-- Start of Working data --

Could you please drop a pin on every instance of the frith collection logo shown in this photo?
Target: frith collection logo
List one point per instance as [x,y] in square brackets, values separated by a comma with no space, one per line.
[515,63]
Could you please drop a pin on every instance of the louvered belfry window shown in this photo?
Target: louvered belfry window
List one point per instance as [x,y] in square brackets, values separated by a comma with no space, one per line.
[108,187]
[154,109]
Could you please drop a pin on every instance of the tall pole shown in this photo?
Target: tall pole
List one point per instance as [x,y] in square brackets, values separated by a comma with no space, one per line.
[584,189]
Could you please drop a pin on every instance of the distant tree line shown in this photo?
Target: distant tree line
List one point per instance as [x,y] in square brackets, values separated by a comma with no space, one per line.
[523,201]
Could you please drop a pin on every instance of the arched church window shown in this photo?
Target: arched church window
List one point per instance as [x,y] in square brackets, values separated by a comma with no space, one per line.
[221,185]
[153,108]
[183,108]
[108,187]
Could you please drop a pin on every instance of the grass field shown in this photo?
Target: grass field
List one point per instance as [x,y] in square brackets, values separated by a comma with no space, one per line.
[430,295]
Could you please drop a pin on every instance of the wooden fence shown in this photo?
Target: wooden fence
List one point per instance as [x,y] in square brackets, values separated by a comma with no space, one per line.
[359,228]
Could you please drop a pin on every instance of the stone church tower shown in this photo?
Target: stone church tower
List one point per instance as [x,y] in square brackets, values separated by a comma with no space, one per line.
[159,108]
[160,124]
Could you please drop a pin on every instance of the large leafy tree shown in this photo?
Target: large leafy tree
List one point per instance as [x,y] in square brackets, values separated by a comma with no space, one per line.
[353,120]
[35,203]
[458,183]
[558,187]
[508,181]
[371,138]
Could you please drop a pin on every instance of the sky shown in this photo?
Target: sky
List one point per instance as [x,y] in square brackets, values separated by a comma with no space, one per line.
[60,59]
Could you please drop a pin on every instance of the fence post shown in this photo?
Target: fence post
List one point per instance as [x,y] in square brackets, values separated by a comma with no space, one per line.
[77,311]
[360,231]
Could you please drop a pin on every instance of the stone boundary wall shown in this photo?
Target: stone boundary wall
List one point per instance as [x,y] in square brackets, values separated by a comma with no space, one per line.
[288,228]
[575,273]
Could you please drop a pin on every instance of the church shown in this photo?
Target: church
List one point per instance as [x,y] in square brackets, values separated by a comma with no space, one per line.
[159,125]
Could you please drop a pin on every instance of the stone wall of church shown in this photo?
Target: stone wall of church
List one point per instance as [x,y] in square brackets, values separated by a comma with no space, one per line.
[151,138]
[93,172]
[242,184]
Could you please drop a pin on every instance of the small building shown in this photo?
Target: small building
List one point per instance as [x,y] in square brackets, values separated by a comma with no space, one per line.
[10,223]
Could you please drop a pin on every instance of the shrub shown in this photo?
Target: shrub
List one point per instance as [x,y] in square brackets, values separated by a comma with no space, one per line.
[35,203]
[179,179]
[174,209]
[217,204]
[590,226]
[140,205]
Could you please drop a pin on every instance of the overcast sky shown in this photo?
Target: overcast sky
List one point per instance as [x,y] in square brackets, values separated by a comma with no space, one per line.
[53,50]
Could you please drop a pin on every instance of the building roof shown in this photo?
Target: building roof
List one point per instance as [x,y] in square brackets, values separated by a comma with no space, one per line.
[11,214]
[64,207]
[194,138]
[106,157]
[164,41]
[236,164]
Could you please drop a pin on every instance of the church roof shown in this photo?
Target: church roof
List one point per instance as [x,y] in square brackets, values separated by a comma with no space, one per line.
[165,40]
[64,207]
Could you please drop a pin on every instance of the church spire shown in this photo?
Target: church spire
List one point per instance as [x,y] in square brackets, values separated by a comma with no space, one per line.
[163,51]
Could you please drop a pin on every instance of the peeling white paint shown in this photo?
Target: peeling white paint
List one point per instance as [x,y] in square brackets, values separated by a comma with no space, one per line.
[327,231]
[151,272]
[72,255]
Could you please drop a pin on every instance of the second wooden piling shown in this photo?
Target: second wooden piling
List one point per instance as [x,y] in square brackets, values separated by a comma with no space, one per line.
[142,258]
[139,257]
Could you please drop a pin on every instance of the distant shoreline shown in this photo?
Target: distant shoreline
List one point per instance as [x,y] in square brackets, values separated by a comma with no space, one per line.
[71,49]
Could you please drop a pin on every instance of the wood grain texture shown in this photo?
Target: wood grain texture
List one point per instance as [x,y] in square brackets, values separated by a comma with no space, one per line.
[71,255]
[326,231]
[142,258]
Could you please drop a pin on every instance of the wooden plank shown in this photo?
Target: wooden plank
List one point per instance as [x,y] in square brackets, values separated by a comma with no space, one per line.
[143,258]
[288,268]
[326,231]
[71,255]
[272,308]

-- End of Working data --

### Exercise description
Can you quote exactly the lines from the one containing "paint shown in this photo?" through the last line of the records above, and nothing else?

### Full answer
Could you please drop a pin on every instance of the peeling white paint shown in this photo?
Target: peeling white paint
List one point per instance as [x,y] in square brackets, values separated by a comma with no space, one per line.
[327,231]
[151,272]
[72,255]
Could you please drop a pin on every instance of the second wooden piling shown in this photo?
Target: second wooden piling
List one point per instance as [x,y] in square brackets, values separated by a comma with no space, one per line.
[142,258]
[139,257]
Could you please drop a pin on every instance of the distant shoreline shown in this photo?
Target: distant shoreline
List one point per instance as [x,y] in square brackets, values separated by a comma with no space, one per line.
[71,49]
Could you please drop a pin on every instance of the wood grain texture shown in this photo?
Target: wood grain texture
List one point per instance as [x,y] in square brackets, values separated by a comma with no space, one per line.
[71,255]
[326,231]
[142,258]
Could you please drop a pin on every instance of the wooden plank shown in this photo?
Target: wooden plank
List one point per instance as [x,y] in square brackets, values separated by a comma with no space, one per line.
[143,258]
[288,268]
[326,231]
[71,255]
[272,308]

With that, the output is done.